Dataset rows:
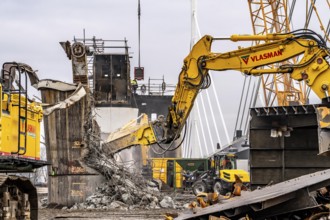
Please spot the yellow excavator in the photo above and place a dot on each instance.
(313, 68)
(20, 119)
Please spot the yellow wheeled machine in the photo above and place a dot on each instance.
(221, 176)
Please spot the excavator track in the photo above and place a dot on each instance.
(18, 198)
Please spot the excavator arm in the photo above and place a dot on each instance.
(313, 68)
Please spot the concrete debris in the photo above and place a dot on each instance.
(167, 202)
(123, 189)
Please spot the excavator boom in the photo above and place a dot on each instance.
(313, 68)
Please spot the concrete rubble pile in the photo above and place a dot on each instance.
(122, 188)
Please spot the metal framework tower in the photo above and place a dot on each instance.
(271, 16)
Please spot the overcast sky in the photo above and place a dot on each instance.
(32, 30)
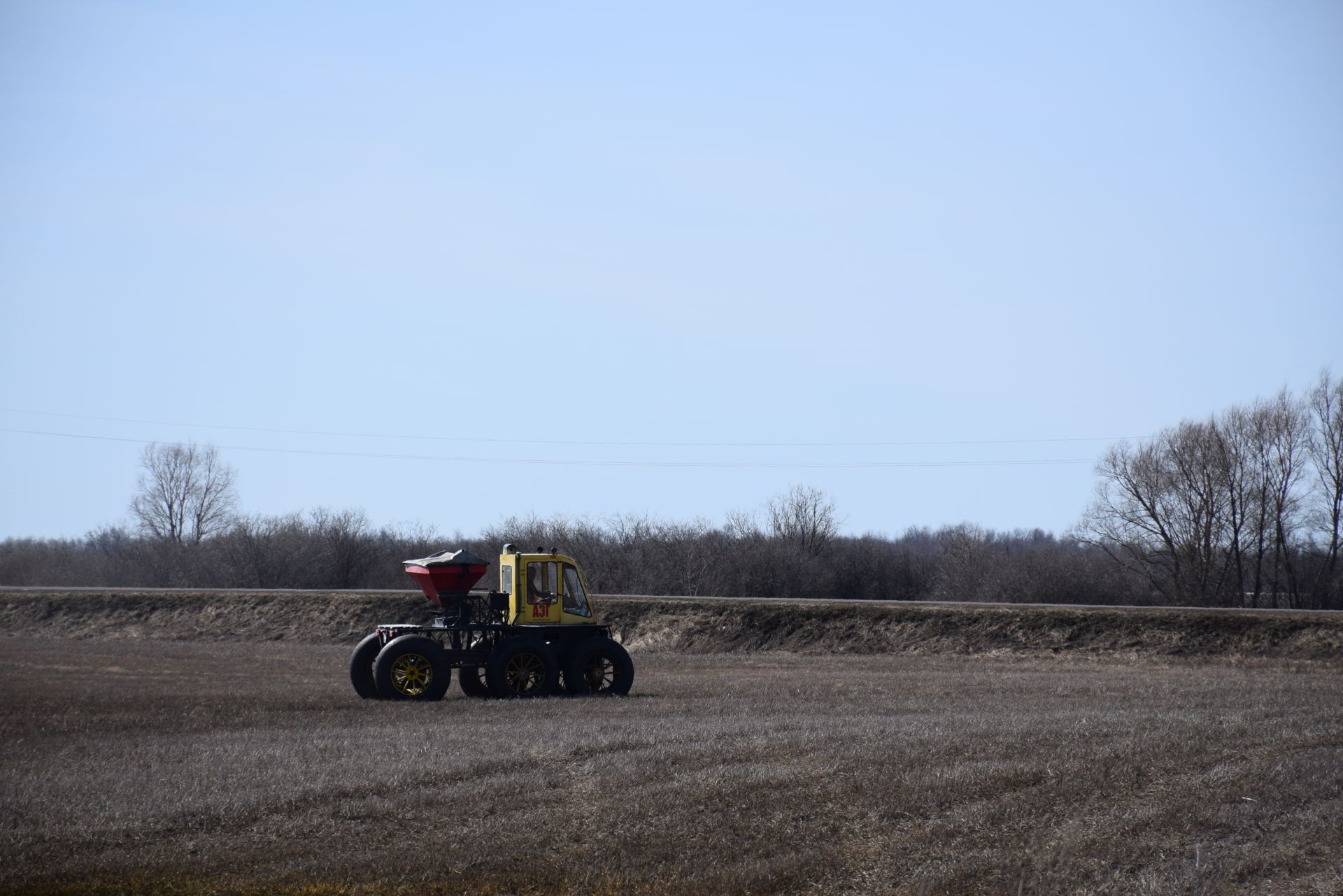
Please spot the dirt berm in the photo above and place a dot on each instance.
(697, 625)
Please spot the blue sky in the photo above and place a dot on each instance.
(769, 223)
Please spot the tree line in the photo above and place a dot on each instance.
(1240, 509)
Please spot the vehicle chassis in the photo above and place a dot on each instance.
(470, 627)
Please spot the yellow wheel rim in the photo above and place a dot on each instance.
(524, 674)
(411, 675)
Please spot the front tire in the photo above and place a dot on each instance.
(411, 668)
(523, 667)
(362, 667)
(599, 667)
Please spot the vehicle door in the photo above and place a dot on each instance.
(541, 592)
(574, 606)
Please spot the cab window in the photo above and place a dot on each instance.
(541, 582)
(575, 599)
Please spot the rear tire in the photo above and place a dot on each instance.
(413, 668)
(362, 667)
(599, 667)
(523, 667)
(471, 678)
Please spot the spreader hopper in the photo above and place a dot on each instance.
(448, 575)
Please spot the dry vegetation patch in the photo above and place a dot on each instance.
(233, 767)
(704, 625)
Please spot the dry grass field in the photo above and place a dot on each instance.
(191, 767)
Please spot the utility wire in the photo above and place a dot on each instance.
(581, 462)
(474, 439)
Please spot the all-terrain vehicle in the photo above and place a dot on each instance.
(534, 636)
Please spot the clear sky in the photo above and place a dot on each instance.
(664, 223)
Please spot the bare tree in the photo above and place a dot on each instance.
(1326, 450)
(804, 516)
(185, 492)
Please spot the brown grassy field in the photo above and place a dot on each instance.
(191, 767)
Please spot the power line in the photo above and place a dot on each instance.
(500, 441)
(581, 462)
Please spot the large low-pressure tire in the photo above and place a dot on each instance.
(473, 681)
(413, 668)
(598, 667)
(523, 667)
(362, 667)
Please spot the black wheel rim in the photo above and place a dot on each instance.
(599, 674)
(524, 675)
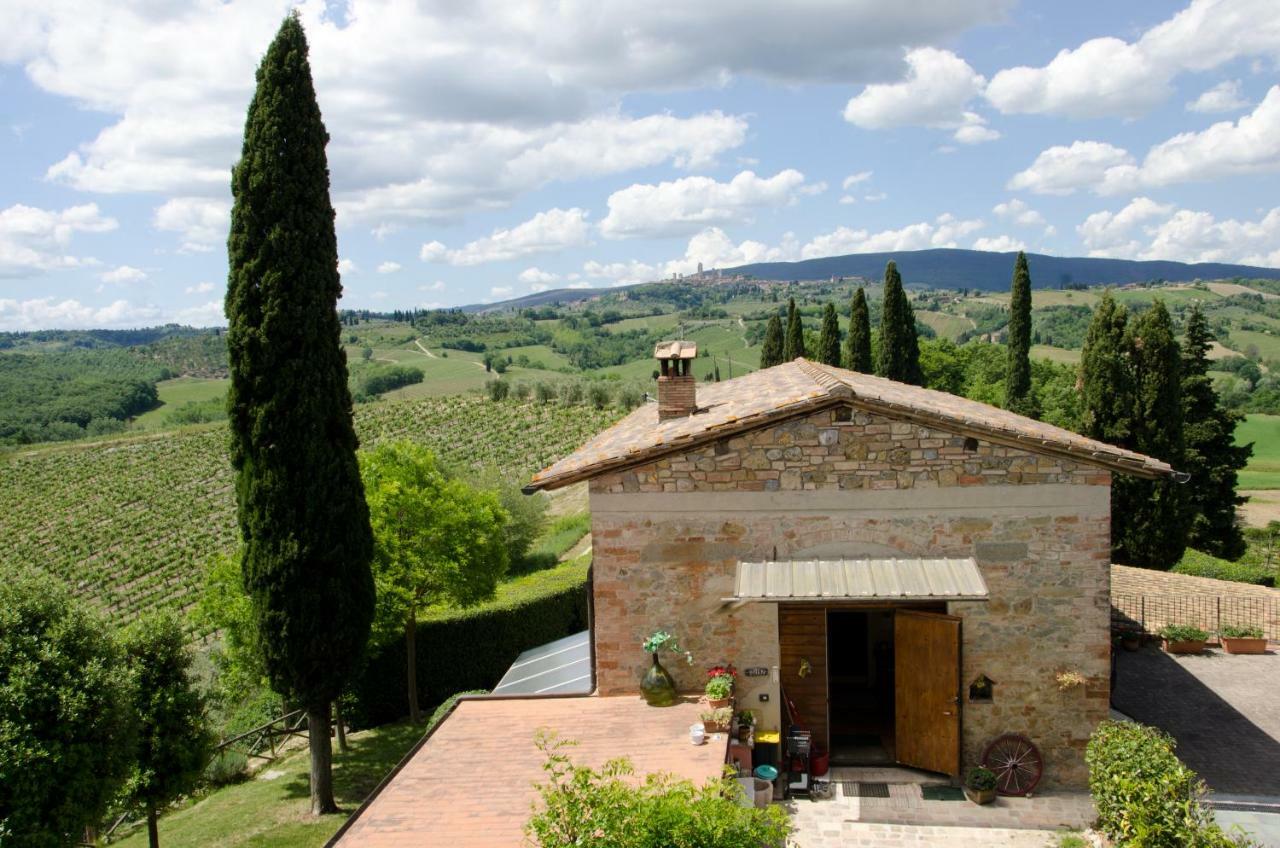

Prompt:
Find every line in the records above that contains the word "excavator" and copy each such line.

Reply to the task:
Please spot the yellow excavator in the photo above and place a dot on each instance.
Please spot the excavator track in the photo above and place a dot on each instance.
Please spot the excavator arm in the photo above and place a dot on each instance.
Please spot the excavator boom in the photo above and place a dot on each instance.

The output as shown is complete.